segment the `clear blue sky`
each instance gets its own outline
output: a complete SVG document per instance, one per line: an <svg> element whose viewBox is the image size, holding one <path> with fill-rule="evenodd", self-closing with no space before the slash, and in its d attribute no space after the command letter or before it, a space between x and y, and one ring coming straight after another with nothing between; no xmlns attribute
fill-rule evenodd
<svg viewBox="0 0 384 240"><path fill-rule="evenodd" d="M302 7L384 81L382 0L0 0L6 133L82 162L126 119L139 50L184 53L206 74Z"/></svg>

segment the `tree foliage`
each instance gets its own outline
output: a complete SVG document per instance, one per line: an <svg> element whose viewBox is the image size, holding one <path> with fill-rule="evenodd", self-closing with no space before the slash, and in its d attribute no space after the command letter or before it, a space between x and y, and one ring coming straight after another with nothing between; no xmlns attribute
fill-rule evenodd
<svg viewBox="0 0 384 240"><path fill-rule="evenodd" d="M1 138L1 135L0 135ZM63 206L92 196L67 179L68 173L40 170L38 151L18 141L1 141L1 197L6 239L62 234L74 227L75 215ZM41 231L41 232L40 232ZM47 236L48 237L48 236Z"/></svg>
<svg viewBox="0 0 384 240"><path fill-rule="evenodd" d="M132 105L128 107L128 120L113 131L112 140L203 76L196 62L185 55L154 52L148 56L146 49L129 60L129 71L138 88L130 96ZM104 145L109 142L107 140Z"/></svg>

────────────────

Request: Rewrite the material above, substituting "a separate outline" for "its own outline" everywhere it appears and leaving everything else the same.

Answer to this task:
segment the `clear blue sky`
each instance gets a separate outline
output: a complete SVG document per instance, one per line: an <svg> element whose viewBox is the image size, holding one <path> with fill-rule="evenodd", self-closing with no space before the slash, and in its d attribute no space after the command letter or before it, a space between x and y, and one ring coming straight after another with nothing between; no xmlns attribute
fill-rule evenodd
<svg viewBox="0 0 384 240"><path fill-rule="evenodd" d="M302 7L384 81L382 0L0 0L6 133L82 162L126 119L139 50L184 53L206 74Z"/></svg>

segment the `tree foliage`
each instance gets a separate outline
output: a complete SVG document per instance, one per line: an <svg> element whose viewBox is the image size, holding one <path> with fill-rule="evenodd", self-closing with no space before the slash, and in its d attribute no space after the command letter or before it, a space between x and y, and one ring coming straight after another with nothing between; no xmlns attribute
fill-rule evenodd
<svg viewBox="0 0 384 240"><path fill-rule="evenodd" d="M1 138L1 135L0 135ZM63 206L92 196L67 179L68 173L40 170L38 151L18 141L1 141L1 197L6 239L62 234L74 227L75 215ZM41 231L41 232L40 232ZM47 236L48 237L48 236Z"/></svg>
<svg viewBox="0 0 384 240"><path fill-rule="evenodd" d="M132 105L128 107L128 120L113 131L112 140L203 76L196 62L185 55L154 52L148 56L146 49L129 60L129 71L138 88L130 96ZM104 145L109 142L107 140Z"/></svg>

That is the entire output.